_DIRECTIVE:_ Count the lines in the records below that contain the string "blouse", treating uppercase and lowercase as different, and give only that number.

_PROVIDED RECORDS:_
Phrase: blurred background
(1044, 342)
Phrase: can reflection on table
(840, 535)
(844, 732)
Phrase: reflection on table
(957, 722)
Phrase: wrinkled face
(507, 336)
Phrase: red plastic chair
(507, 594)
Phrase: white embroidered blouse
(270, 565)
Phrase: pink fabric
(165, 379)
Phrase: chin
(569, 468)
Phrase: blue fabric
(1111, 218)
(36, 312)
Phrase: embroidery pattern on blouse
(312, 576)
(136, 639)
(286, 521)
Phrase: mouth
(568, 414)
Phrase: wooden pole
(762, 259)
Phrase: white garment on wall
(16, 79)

---

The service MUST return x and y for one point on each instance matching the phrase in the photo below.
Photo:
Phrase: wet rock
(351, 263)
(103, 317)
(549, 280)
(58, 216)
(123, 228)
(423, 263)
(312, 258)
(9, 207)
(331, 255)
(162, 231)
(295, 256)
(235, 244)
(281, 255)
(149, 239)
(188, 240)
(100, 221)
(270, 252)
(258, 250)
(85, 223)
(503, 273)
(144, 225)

_TASK OUTPUT:_ 2